--- begin Data provided ---

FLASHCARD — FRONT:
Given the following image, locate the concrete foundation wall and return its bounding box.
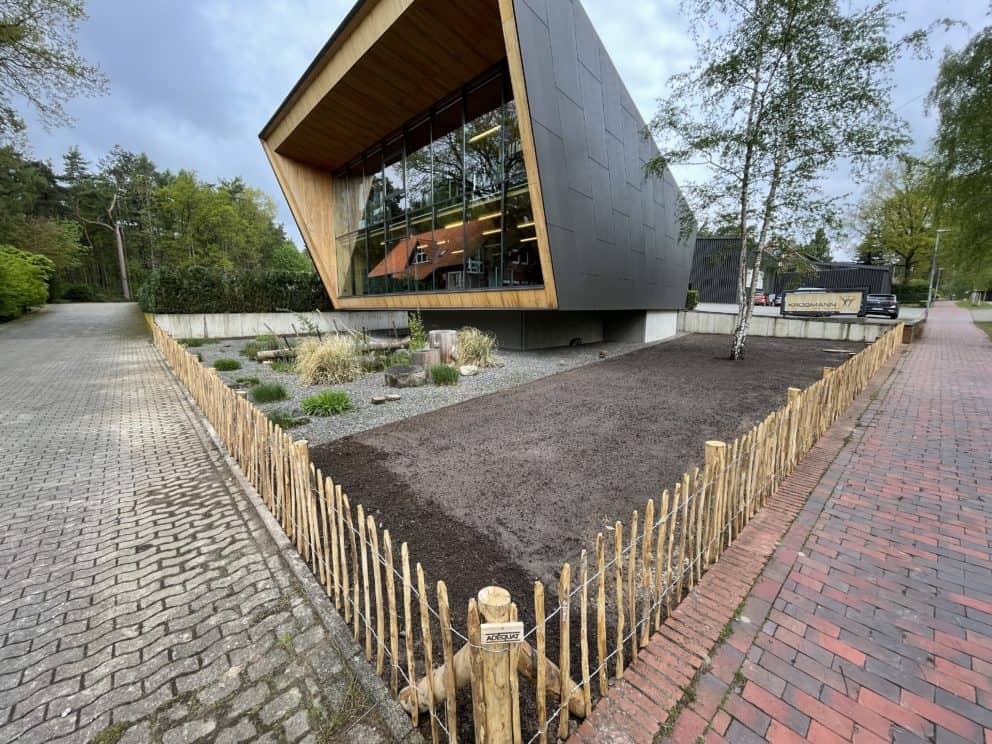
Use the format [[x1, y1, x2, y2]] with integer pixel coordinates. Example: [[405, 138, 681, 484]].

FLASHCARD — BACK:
[[155, 311, 406, 338], [678, 310, 888, 342]]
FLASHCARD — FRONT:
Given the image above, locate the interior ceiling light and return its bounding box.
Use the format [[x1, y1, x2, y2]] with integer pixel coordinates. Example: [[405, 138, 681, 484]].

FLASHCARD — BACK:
[[468, 124, 500, 142]]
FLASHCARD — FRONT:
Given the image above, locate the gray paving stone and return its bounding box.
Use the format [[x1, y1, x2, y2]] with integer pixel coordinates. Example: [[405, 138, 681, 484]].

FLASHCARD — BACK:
[[0, 303, 404, 744]]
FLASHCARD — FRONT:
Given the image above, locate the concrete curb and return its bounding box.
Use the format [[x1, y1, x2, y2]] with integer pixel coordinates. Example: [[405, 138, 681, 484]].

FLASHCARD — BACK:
[[156, 340, 424, 744]]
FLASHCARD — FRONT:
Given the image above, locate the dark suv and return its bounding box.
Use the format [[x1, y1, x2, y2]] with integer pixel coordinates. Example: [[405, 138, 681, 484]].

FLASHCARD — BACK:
[[865, 295, 899, 318]]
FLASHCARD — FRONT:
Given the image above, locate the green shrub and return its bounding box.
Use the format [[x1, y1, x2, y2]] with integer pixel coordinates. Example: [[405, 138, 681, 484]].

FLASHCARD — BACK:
[[138, 266, 332, 313], [407, 310, 428, 351], [0, 245, 55, 320], [296, 334, 362, 385], [458, 326, 496, 368], [301, 390, 352, 416], [892, 279, 930, 305], [59, 284, 103, 302], [248, 382, 289, 403], [241, 336, 279, 361], [431, 364, 458, 385], [265, 408, 310, 429]]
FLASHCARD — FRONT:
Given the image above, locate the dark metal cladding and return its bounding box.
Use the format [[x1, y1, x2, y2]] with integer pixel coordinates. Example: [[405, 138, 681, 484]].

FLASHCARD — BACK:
[[513, 0, 693, 310], [689, 237, 741, 304]]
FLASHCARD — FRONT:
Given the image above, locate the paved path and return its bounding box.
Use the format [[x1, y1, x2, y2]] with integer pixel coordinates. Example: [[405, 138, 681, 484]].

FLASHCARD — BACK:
[[671, 303, 992, 744], [0, 304, 400, 744]]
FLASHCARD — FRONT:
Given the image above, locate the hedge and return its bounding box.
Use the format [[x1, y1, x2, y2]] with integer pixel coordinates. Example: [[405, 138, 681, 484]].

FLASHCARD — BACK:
[[0, 245, 55, 320], [138, 266, 332, 313]]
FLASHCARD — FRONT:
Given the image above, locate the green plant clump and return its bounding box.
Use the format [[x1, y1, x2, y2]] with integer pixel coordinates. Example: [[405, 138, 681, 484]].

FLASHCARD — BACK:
[[248, 382, 289, 403], [431, 364, 458, 385], [407, 310, 427, 351], [265, 408, 309, 429], [301, 390, 352, 416], [458, 326, 496, 367]]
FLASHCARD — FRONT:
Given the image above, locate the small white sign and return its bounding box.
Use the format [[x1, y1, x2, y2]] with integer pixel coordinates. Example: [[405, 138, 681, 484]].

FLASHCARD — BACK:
[[481, 622, 524, 646]]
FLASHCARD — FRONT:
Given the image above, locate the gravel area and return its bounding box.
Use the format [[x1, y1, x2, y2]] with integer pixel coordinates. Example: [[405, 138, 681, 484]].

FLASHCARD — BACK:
[[189, 332, 645, 446]]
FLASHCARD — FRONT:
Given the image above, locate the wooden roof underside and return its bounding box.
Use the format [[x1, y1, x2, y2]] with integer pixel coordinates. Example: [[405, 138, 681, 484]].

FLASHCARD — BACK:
[[263, 0, 506, 170]]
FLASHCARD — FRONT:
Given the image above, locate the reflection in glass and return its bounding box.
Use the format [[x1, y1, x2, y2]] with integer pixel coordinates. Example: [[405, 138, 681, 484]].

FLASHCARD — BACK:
[[333, 64, 542, 296]]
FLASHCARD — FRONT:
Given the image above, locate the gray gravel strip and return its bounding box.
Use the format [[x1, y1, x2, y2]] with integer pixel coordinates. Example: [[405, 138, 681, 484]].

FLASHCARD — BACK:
[[199, 339, 645, 445]]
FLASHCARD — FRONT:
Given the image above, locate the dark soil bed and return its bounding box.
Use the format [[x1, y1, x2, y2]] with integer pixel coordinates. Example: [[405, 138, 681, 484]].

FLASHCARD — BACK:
[[311, 334, 863, 627]]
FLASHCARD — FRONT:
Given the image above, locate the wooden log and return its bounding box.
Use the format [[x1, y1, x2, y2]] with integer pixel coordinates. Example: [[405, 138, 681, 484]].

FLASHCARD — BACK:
[[635, 499, 654, 648], [558, 563, 572, 739], [596, 532, 608, 695], [579, 550, 592, 710], [366, 517, 386, 675], [613, 522, 624, 679], [417, 562, 438, 744], [355, 504, 372, 661], [437, 581, 458, 744], [478, 586, 517, 744], [400, 543, 420, 726], [653, 488, 669, 630], [382, 530, 400, 695], [534, 581, 548, 744]]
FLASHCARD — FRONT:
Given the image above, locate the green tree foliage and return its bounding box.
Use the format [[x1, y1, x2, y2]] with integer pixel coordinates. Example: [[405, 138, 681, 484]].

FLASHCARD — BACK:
[[0, 146, 316, 300], [0, 0, 107, 137], [929, 26, 992, 291], [648, 0, 925, 359], [856, 156, 937, 282], [0, 245, 55, 320]]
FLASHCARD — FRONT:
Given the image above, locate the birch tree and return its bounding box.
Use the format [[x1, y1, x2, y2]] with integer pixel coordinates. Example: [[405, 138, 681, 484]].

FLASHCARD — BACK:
[[647, 0, 926, 359]]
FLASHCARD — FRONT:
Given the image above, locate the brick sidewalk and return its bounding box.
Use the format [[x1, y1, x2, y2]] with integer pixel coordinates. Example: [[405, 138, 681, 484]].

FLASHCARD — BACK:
[[0, 304, 404, 744], [580, 303, 992, 744]]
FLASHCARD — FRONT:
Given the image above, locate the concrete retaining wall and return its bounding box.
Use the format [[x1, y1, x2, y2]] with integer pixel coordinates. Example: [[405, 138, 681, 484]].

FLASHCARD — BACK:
[[678, 310, 888, 342], [154, 311, 407, 338]]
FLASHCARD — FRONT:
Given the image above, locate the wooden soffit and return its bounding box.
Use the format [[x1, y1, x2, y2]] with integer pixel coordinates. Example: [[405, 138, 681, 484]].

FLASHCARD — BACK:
[[262, 0, 506, 170]]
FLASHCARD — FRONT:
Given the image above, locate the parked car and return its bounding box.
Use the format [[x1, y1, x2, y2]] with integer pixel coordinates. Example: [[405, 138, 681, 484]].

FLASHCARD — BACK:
[[865, 295, 899, 319]]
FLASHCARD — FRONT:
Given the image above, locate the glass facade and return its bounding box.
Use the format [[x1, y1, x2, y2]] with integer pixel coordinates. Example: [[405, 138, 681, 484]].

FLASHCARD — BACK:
[[333, 64, 543, 297]]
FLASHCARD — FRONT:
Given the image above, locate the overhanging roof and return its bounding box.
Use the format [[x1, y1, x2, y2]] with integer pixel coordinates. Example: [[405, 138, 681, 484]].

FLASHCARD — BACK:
[[260, 0, 506, 170]]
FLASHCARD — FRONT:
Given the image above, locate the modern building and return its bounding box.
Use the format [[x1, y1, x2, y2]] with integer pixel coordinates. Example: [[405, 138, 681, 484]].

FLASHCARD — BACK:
[[260, 0, 693, 347]]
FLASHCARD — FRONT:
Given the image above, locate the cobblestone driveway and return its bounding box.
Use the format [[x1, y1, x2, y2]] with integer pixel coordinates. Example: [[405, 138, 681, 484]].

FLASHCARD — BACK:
[[0, 304, 400, 744]]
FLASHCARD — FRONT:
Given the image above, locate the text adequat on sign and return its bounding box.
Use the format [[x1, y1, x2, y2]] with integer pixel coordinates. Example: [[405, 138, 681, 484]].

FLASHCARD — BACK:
[[480, 622, 524, 646]]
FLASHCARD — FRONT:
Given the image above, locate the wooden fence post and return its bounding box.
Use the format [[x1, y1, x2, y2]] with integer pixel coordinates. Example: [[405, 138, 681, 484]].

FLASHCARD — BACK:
[[472, 586, 520, 744]]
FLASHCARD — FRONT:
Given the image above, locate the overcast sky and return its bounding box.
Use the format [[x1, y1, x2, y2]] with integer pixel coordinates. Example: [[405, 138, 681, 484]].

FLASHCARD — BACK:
[[19, 0, 990, 260]]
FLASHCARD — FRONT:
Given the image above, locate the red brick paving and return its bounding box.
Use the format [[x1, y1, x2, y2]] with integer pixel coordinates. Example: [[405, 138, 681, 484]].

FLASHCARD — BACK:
[[575, 303, 992, 744]]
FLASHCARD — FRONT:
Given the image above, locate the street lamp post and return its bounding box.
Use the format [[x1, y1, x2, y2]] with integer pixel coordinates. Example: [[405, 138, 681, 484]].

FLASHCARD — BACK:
[[927, 232, 947, 313]]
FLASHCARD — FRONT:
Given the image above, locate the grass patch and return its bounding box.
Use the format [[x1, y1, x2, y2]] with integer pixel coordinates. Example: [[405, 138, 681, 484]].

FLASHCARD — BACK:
[[300, 390, 352, 416], [431, 364, 458, 385], [248, 382, 289, 403], [90, 721, 131, 744], [265, 408, 310, 429], [214, 359, 241, 372], [458, 326, 496, 368], [296, 334, 362, 385]]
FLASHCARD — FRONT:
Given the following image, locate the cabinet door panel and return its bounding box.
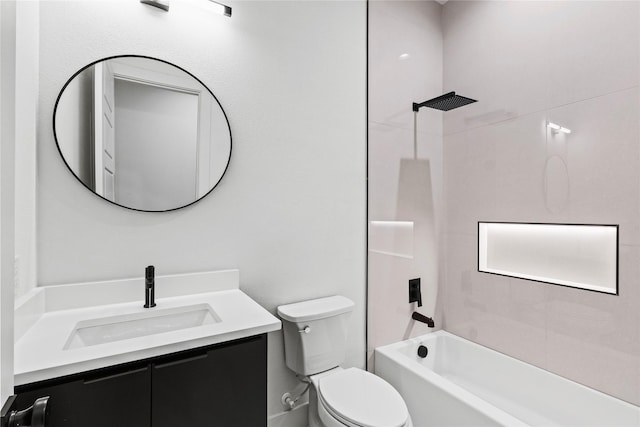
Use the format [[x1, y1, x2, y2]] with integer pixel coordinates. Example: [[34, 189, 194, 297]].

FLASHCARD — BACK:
[[151, 335, 267, 427], [16, 365, 151, 427]]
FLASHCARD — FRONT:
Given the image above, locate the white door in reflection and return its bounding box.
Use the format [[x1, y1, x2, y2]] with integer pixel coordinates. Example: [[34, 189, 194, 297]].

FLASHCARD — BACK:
[[115, 78, 198, 211]]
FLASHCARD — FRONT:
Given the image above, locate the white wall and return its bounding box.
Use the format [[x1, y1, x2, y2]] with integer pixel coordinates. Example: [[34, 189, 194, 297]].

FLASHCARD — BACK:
[[38, 1, 366, 427], [14, 1, 40, 297], [0, 2, 17, 404], [367, 1, 442, 369], [441, 1, 640, 404]]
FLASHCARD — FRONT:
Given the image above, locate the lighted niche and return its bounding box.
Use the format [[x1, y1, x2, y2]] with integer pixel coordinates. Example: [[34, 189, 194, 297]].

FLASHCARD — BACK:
[[478, 221, 618, 295]]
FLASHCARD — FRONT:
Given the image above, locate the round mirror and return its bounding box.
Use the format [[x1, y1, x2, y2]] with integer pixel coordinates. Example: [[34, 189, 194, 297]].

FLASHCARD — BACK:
[[53, 56, 231, 212]]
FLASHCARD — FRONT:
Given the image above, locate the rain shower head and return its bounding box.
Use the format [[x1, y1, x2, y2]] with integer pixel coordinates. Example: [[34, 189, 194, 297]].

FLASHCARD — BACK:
[[413, 92, 478, 112]]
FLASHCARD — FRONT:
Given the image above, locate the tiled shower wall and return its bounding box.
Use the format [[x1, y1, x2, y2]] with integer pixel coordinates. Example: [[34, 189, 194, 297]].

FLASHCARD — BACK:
[[440, 1, 640, 404], [367, 1, 442, 369]]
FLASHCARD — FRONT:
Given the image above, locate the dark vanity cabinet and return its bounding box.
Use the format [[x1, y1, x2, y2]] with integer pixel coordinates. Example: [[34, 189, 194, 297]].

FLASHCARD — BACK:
[[16, 334, 267, 427]]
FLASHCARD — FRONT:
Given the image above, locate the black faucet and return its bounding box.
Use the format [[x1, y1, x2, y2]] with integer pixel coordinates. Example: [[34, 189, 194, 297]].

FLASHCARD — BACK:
[[411, 311, 435, 328], [144, 265, 156, 308]]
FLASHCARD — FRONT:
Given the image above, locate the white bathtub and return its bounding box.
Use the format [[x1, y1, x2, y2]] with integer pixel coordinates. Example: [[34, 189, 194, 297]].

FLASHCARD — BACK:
[[375, 331, 640, 427]]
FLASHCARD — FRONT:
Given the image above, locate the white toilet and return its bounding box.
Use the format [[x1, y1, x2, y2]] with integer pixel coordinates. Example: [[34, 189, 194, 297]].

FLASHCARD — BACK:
[[278, 296, 412, 427]]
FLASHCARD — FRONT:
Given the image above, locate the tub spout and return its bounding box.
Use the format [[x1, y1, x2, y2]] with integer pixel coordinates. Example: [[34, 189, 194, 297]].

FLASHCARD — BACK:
[[411, 311, 435, 328]]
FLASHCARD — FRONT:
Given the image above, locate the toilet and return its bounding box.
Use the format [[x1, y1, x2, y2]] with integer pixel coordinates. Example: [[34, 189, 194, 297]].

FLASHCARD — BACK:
[[278, 295, 412, 427]]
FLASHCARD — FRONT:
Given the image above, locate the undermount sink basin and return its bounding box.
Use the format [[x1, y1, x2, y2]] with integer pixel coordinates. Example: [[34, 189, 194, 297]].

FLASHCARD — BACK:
[[63, 304, 220, 350]]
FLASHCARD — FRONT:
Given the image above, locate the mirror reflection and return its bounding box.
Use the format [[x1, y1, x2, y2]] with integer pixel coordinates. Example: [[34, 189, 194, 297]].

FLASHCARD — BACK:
[[54, 56, 231, 211]]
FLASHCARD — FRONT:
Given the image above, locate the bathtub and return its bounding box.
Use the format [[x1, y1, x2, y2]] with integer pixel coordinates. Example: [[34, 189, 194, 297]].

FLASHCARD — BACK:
[[375, 331, 640, 427]]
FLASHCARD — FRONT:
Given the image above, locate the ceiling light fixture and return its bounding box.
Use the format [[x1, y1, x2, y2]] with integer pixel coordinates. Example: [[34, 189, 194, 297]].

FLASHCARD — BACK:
[[209, 0, 231, 17], [547, 122, 571, 134], [140, 0, 231, 17], [140, 0, 169, 12]]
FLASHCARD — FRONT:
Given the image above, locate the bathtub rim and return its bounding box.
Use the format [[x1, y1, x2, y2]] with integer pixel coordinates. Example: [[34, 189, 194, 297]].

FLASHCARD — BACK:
[[374, 329, 640, 426]]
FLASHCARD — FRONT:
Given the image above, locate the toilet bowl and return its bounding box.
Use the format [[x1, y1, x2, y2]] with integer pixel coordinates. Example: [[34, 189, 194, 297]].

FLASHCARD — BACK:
[[278, 295, 412, 427], [309, 368, 412, 427]]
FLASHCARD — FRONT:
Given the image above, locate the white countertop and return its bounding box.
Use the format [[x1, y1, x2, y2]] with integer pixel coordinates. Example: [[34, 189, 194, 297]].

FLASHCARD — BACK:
[[14, 270, 281, 385]]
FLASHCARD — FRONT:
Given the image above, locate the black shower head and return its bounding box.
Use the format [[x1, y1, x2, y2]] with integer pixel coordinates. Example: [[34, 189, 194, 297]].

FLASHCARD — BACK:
[[413, 92, 478, 111]]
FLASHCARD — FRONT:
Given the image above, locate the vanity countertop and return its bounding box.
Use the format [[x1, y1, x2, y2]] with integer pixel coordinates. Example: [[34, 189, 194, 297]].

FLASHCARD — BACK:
[[14, 270, 281, 385]]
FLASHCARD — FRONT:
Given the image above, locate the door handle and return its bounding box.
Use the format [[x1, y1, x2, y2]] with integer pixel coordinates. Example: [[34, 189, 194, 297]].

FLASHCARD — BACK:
[[7, 396, 49, 427]]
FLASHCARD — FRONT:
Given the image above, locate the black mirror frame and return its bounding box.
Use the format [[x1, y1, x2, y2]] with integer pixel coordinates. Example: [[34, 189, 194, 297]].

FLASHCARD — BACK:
[[52, 54, 233, 213]]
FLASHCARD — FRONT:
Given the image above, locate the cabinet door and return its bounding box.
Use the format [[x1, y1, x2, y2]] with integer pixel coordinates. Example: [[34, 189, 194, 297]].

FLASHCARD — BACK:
[[16, 364, 151, 427], [151, 335, 267, 427]]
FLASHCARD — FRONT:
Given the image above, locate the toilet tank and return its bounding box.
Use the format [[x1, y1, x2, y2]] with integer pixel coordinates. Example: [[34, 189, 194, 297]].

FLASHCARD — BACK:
[[278, 295, 354, 375]]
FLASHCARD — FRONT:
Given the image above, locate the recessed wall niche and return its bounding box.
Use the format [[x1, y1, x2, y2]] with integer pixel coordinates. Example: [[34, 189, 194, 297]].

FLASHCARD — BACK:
[[478, 221, 618, 295]]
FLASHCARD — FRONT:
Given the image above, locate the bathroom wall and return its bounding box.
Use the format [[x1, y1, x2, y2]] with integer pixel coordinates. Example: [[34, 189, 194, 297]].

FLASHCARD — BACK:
[[367, 1, 442, 370], [441, 1, 640, 404], [38, 1, 366, 427], [13, 1, 40, 297]]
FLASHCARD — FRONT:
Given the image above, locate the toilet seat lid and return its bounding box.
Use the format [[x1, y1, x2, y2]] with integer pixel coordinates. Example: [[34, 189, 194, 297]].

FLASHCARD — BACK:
[[318, 368, 409, 427]]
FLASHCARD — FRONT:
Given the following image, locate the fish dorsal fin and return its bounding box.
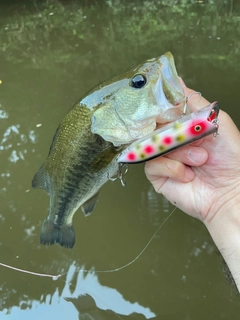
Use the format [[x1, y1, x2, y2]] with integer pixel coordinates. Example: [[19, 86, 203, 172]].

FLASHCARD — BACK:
[[32, 164, 48, 191], [81, 192, 99, 216]]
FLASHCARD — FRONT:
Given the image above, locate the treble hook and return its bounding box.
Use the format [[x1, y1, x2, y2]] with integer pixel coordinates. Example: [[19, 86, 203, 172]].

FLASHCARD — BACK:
[[108, 163, 128, 187], [182, 91, 202, 117]]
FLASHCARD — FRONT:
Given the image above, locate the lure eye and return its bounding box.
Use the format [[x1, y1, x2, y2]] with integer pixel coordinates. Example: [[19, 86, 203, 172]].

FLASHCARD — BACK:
[[194, 124, 202, 132], [130, 74, 147, 89]]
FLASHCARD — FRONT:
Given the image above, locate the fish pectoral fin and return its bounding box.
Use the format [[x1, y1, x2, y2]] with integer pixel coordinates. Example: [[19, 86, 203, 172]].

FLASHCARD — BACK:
[[32, 164, 48, 192], [81, 192, 99, 216]]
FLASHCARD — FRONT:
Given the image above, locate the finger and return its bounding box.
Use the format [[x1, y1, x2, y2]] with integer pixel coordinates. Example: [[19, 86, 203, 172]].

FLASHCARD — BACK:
[[167, 145, 208, 166], [145, 157, 195, 183]]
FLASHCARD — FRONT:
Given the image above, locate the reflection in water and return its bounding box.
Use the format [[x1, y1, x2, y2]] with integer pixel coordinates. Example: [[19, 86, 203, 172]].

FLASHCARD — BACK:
[[0, 0, 240, 320], [0, 264, 156, 320]]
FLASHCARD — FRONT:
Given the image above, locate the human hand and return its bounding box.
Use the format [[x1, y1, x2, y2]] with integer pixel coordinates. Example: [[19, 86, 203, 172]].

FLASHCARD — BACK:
[[145, 84, 240, 225]]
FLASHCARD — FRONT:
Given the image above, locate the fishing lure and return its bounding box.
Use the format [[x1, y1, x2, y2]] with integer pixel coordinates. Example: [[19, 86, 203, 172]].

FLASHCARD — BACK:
[[117, 102, 219, 163]]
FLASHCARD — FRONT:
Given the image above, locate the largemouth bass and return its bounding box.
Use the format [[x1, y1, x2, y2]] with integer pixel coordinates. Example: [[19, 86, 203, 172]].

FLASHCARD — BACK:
[[32, 52, 186, 248]]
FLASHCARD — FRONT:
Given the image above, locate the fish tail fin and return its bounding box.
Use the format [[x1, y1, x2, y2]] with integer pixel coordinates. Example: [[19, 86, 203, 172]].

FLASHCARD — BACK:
[[40, 220, 75, 248]]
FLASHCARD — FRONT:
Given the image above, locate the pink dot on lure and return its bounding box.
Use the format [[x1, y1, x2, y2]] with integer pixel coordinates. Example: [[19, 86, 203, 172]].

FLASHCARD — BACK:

--- end Data provided ---

■ Task objective ■
Find each line in the material that includes the string "shower", and copy those lines.

■ Expected answer ■
Given the image above, locate the rain shower head and return its bounding box.
Given the image above, locate the tiled shower wall and return its bounding box.
Given the image above, locate the black shower head and return its bounding box.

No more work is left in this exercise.